== EXERCISE AIM ==
Substitute "whole-number pixel coordinates" for "integer pixel coordinates" wherever it occurs in the entries below, and reproduce every line with nothing else altered.

== DATA LINES ==
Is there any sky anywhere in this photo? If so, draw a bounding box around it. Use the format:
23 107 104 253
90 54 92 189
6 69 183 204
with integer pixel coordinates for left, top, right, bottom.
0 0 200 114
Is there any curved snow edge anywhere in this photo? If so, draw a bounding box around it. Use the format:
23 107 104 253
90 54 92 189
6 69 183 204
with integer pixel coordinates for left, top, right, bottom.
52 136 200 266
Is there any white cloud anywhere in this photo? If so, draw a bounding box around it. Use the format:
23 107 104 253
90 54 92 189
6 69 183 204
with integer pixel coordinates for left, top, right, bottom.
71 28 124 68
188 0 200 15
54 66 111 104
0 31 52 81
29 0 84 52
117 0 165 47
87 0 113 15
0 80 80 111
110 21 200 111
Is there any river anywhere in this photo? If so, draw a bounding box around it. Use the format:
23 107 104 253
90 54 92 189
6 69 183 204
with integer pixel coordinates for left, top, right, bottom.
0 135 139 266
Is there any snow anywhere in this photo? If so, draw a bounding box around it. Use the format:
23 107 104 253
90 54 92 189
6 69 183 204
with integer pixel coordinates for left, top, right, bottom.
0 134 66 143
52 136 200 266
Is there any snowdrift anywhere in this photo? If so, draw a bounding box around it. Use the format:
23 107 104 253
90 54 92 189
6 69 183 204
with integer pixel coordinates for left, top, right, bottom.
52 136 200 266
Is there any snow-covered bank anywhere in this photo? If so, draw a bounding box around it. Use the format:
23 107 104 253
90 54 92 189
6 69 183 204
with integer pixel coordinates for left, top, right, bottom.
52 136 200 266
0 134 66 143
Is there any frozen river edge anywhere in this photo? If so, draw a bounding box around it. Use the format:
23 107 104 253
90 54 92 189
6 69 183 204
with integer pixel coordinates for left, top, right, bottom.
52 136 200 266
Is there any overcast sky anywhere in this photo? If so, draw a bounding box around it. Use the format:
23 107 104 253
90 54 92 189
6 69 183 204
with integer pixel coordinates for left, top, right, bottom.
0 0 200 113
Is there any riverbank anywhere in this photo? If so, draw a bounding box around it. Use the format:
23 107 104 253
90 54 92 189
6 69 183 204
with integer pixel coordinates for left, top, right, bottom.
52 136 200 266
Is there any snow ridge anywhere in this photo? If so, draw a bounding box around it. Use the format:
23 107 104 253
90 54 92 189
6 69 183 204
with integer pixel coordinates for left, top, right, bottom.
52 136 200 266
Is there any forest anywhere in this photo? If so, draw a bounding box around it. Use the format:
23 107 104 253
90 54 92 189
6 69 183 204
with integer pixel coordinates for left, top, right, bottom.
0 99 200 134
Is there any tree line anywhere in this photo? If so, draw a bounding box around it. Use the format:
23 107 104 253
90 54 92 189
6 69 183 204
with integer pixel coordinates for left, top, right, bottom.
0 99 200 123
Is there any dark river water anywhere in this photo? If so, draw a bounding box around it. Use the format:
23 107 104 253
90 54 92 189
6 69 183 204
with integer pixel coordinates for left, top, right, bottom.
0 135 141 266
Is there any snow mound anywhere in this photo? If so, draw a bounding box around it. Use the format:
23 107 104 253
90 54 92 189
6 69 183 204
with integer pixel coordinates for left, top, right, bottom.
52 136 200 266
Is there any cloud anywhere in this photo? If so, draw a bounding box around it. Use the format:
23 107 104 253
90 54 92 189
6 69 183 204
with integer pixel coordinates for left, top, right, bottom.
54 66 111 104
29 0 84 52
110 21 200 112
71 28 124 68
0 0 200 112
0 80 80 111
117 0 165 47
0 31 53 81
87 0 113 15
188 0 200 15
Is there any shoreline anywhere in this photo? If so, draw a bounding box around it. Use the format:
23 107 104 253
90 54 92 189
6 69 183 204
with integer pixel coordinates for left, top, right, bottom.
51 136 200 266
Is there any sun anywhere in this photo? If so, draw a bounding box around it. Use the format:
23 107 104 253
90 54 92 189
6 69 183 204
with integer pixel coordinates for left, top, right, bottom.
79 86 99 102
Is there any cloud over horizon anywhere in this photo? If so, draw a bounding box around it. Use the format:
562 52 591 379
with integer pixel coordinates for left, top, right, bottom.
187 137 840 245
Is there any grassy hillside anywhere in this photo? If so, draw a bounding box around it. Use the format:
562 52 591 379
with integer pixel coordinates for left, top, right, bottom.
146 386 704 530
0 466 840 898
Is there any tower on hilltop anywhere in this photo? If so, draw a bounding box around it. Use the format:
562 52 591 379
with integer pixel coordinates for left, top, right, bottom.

== RESULT FOR THIS EXERCISE ==
Is there any sky anywhere in this photo? If so, draw a bounding box around it. Use the format:
23 107 104 253
90 54 92 189
6 69 183 204
with whole-number pixel coordinates for left, top, right, bottom.
0 0 200 114
Is there any curved snow edge anywhere in this photo? If so, draw a bounding box around it. Use the format:
23 107 104 253
90 54 92 189
6 69 183 204
with whole-number pixel coordinates for left, top, right, bottom.
52 136 200 266
Is there any white cloud anywhere in this photo? If so, draw a bounding box around it. Use the format:
23 107 104 253
90 54 92 189
6 69 183 204
with whole-number pixel coordinates for left, top, right, bottom.
71 28 124 68
188 0 200 15
54 66 111 104
0 31 52 81
29 0 84 52
117 0 165 47
87 0 113 15
0 80 80 111
110 21 200 111
Is there any river anywhere in this photo? If so, draw a bounding box around it. Use the format:
23 107 104 253
90 54 92 189
6 69 183 204
with whole-number pixel coordinates for left, top, right, bottom.
0 135 139 266
Is there any snow anywhere in this photo? If so, draw a bounding box around it. Use the format:
23 107 104 253
90 54 92 189
6 69 183 204
with whole-number pixel coordinates for left, top, right, bottom.
0 134 66 143
52 136 200 266
Is there any snowdrift anywhere in this photo? If so, draw a bounding box around it. Use the format:
23 107 104 253
90 54 92 189
6 69 183 204
with whole-number pixel coordinates for left, top, right, bottom.
52 136 200 266
Is there any snow-covered bank anywhere in this photo? If so, draw a bounding box around it. Use the format:
23 107 104 253
90 54 92 189
6 69 183 204
with whole-number pixel coordinates for left, top, right, bottom.
52 136 200 266
0 134 66 143
Is there any frozen river edge anywhere in this photo? If so, draw a bounding box around it. Use the format:
23 107 104 253
90 54 92 189
6 69 183 204
with whole-number pixel coordinates for left, top, right, bottom.
52 136 200 266
Is there any overcast sky anywhere in this photo? If so, draw a bounding box around it. Use the format:
23 107 104 253
90 54 92 189
6 69 183 204
with whole-number pixel coordinates for left, top, right, bottom.
0 0 200 113
Is there any riverbank anywhere in this photo? If so, draw a bounding box around it. Use the format:
23 107 104 253
90 54 92 189
6 69 183 204
with whole-number pixel coordinates for left, top, right, bottom.
52 136 200 266
Is there any snow ridge anywhere in this photo? If so, draw a bounding box around it. Use the format:
23 107 104 253
90 54 92 189
6 69 183 204
with whole-number pixel coordinates for left, top, right, bottom.
52 136 200 266
Is there any forest anywhere in this photo? If so, draw a bounding box around it. Use the format:
23 107 104 253
90 54 92 189
6 69 183 204
with whole-number pixel coordinates for left, top, right, bottom.
0 99 200 134
Is there any tree line anywhere in this photo? If so, draw a bounding box around it. Use the format:
23 107 104 253
90 54 92 189
6 69 183 204
with whole-number pixel coordinates for left, top, right, bottom.
0 99 200 123
Is there any dark river water anywhere in this photo? If so, draw a bounding box around it. Use the format:
23 107 104 253
90 54 92 189
6 69 183 204
with whole-number pixel coordinates for left, top, right, bottom.
0 135 141 266
Is there any snow mound anywhere in this photo? If so, draw a bounding box around it. Use the format:
23 107 104 253
90 54 92 189
6 69 183 204
with whole-number pixel coordinates for left, top, right, bottom.
52 136 200 266
Is there any cloud anywhere in this photo? If so, draw a bounding box around it. Use the format:
23 107 104 253
90 54 92 189
6 69 183 204
with whole-number pixel coordinates for left, top, right, bottom.
54 66 111 104
29 0 84 52
110 21 200 112
71 28 124 68
0 0 200 112
0 80 80 111
117 0 165 47
0 31 53 81
87 0 113 15
188 0 200 15
Is there any shoreline anywhere in this photo? If so, draw a bounding box around it. Use the format:
23 107 104 253
90 54 92 189
6 69 183 204
with whole-number pixel coordinates for left, top, right, bottom.
51 136 200 266
Is there any sun anywhere in this photo? If so, draw a bounding box around it. Use the format:
23 107 104 253
90 54 92 189
6 69 183 204
with whole-number pixel coordinates for left, top, right, bottom.
79 86 99 102
Is there any cloud over horizon anywhere in this photo? If so, draw a bounding box around it. Use the format:
562 52 591 379
with whole-number pixel coordinates for left, top, right, bottom.
187 137 840 245
Is there any grassy hillside anywhere in this photo? If so, draw a bounding box around it. Use the format:
562 52 591 379
with whole-number pixel coordinates for left, top, right, bottom.
146 386 704 530
0 466 840 898
Is there any tower on hilltop anywhere in this photo? If so, draw a bounding box around it. Use the format:
562 52 591 379
with whole-number pixel coordinates for left, top, right, bottom.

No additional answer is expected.